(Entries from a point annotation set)
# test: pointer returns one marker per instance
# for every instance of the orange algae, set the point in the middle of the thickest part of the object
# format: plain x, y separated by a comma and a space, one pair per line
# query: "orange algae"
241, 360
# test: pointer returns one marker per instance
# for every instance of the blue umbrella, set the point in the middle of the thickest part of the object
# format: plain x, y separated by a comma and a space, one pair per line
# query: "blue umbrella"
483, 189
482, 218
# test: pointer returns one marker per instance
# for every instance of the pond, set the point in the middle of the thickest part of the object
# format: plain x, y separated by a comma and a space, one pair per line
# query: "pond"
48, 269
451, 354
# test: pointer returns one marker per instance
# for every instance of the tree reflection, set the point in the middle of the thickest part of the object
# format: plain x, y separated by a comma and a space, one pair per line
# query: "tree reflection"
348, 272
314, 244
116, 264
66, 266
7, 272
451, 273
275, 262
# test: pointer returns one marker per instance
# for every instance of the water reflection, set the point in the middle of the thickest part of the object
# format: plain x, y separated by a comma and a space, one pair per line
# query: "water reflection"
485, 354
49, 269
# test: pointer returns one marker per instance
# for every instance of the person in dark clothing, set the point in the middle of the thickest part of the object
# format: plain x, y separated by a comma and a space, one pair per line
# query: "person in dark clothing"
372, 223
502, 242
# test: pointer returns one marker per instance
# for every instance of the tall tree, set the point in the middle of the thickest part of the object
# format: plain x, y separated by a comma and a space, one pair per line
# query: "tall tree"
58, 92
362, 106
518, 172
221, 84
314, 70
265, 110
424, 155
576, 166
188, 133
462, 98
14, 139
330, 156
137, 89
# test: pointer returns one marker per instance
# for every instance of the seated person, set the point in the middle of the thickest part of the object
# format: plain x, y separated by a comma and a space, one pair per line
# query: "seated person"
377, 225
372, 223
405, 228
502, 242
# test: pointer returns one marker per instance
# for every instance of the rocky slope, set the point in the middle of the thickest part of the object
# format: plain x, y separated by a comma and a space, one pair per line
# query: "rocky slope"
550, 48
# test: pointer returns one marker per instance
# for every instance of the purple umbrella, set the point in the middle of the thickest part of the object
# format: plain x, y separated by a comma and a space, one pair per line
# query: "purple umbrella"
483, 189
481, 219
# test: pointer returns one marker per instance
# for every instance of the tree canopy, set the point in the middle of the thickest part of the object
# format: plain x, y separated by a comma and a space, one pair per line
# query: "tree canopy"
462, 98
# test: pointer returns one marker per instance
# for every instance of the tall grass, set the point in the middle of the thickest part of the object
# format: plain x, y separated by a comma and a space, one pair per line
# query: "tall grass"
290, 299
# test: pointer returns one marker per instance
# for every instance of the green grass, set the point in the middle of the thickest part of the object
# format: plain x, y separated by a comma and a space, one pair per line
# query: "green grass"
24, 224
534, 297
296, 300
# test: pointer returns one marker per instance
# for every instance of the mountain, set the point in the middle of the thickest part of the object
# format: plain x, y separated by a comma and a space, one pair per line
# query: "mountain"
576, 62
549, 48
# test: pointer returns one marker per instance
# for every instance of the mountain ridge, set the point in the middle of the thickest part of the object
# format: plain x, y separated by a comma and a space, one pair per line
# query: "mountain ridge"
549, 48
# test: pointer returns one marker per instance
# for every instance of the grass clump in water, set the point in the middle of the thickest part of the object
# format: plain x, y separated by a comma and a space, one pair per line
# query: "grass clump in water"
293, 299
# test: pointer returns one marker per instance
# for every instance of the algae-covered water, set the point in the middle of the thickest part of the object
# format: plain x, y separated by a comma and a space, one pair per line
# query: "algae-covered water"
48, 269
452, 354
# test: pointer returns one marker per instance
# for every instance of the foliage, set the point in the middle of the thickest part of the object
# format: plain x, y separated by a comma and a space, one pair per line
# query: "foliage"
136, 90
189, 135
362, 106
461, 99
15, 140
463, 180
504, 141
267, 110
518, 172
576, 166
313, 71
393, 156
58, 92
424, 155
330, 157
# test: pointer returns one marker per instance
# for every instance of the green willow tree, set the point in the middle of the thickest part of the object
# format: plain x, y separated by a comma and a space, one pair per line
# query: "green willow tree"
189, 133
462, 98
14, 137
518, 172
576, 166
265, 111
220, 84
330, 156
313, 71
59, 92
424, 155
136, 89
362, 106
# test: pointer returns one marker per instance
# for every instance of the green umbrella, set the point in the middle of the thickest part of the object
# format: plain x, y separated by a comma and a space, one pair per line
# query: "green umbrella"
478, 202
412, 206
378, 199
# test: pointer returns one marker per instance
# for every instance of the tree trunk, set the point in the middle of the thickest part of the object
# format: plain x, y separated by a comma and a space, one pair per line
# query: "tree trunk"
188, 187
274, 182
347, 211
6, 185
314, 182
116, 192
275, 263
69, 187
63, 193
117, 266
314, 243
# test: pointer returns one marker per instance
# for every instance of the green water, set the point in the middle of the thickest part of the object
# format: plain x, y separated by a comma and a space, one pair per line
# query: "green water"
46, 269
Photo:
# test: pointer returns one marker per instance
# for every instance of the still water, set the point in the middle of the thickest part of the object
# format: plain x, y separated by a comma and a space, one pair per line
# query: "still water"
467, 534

§ **Given instruction**
Transcribe the data. Leave every line exactly as it is.

§ **Exercise result**
# test: pointer returns one marker per instance
# for every instance of the orange algae, set the point in the middle of the thickest part of the object
# format: plain x, y separated by a comma and a space, one pair per line
# query: "orange algae"
241, 360
# test: pointer returns one marker per instance
# for every instance of the blue umbrella, set the point in the middle of the thickest part of the object
# format: plain x, y separated by a comma and a space, one pair per line
# query: "blue umbrella"
483, 189
482, 218
# test: pointer returns one marker per instance
# for every instance of the pond, set the point in the middle of the thickest part of the object
# format: plain x, y separated by a comma and a space, one pair per line
# query: "pond"
48, 269
451, 354
# test: pointer returns one marker per instance
# for every instance of the tree reflection, set the point in the middle of the thickest part of the object
# format: plain x, y separated by a comma and a space, one pair per line
# query: "tree reflection"
348, 272
314, 244
116, 264
66, 266
7, 272
451, 273
275, 262
# test: pointer returns one marker per instance
# for every instance of the water reflection, set the point in the middle of the thickest part of the object
# format: plain x, y separated by a comma and a space, one pair per line
# query: "water reflection"
485, 354
49, 269
# test: pointer returns one marker per instance
# for every instance of the person in dark clothing, set the point in the middle of the thickest part of the object
# format: plain x, y separated by a comma and a space, one pair per line
# query: "person in dark clothing"
372, 223
502, 242
# test: pointer returns one marker per instance
# for every instance of the tall tree, set the point in the middle of the thickest part of the object
# format: plain x, y separated by a comma and a space, one pair per line
# query: "tall tree"
58, 92
362, 106
518, 172
221, 84
314, 70
265, 110
424, 155
576, 166
188, 133
462, 98
14, 139
330, 156
137, 89
# test: pointer returns one marker per instance
# for every instance of the seated person, set the point in the middle of the thickest part of the object
# format: plain x, y separated by a comma and a space, one pair per line
# query: "seated person"
377, 225
372, 223
405, 228
502, 242
# test: pointer returns one marker per instance
# for every instance of the rocky slope, set the point in the middle of the thickest part of the object
# format: plain x, y separated by a comma and a space, one pair per line
# query: "rocky slope"
550, 48
# test: pointer returns one marker per instance
# for every instance of the purple umbrella, set the point in the middle of the thickest part of the object
# format: plain x, y separated by a comma and a space, one pair per line
# query: "purple umbrella"
483, 189
481, 219
# test: pointer returns one marker per instance
# for every instance of the tree canopy, set the point in the middle of the thickest part of the object
# format: plain x, y separated by a comma and a space, one pair per line
# query: "tree canopy"
462, 98
# test: pointer returns one marker per instance
# for every instance of the tall grass, set the point in the middle of the thickest part of the object
# format: plain x, y separated by a comma and a space, one pair per line
# query: "tall grass"
290, 299
# test: pointer returns one marker per instance
# for every instance of the green grass, set the point in the middle of the thickest part of the object
# format: plain x, y separated by a comma and a space, one pair per line
# query: "green grass"
24, 224
534, 297
296, 300
# test: pointer returns one marker per instance
# for every instance of the mountain, set the point in the middle of the thickest part of the object
# format: plain x, y separated by a comma and a space, one pair per line
# query: "mountain"
576, 62
549, 48
# test: pointer returns one marker per instance
# for every instance of the mountain ridge, set the point in the middle of the thickest part of the object
# format: plain x, y separated by a comma and a space, one pair per line
# query: "mountain ridge"
549, 48
# test: pointer returns one marker per instance
# for every instance of the grass clump in water, set the point in the middle of the thickest part of the object
# format: plain x, y separated by a comma and a space, one pair per line
# query: "grass clump in water"
293, 299
# test: pointer returns one marker per instance
# for every instance of the algae-covered water, set the point in the middle of the thickest part of the object
# format: plain x, y separated by a comma and a space, one pair per line
# query: "algae-covered water"
48, 269
452, 354
# test: pointer returns one marker per instance
# for every instance of the foliage, set the point in the middle of the thickest part of the object
# format: plain x, y separated by a comma and a space, one pair per line
# query: "foliage"
136, 90
189, 135
362, 106
461, 99
15, 140
463, 180
504, 141
267, 110
518, 172
576, 166
313, 71
393, 156
58, 92
424, 155
330, 157
# test: pointer returns one marker per instance
# for every instance of the green willow tree, set the point in the middle of the thickest part of the object
# format: plain x, y separated by a comma and a space, one pair per line
# query: "green willow tree"
189, 133
462, 98
14, 137
518, 172
576, 166
265, 111
220, 84
330, 156
313, 71
59, 92
424, 155
136, 89
362, 106
# test: pointer returns one marker per instance
# for every instance of the green umbrella, set the point in the middle of the thickest part of the object
# format: plain x, y separated by a comma and a space, one pair per line
# query: "green umbrella"
478, 202
412, 206
378, 199
# test: pointer returns one marker per instance
# for every instance of the tree trunk, set the point in the middle of the thickest part of the object
# format: plain x, y separated by a comma and a space, one pair per line
# query: "tree trunk"
188, 187
274, 182
347, 211
6, 185
314, 182
116, 192
275, 263
69, 187
63, 193
117, 266
314, 243
# test: pointer returns one marker per instance
# for every instance of the green water, set the point in the middle of the thickest part of the object
# format: plain x, y separated by a comma and a space, one pair per line
# query: "green water"
46, 269
Photo:
# test: pointer returns one marker per instance
# for every instance of the still water, set the point in the middle of the thickest part of the object
# format: plain x, y separated by a comma and a space, one pair per line
# query: "still water"
467, 534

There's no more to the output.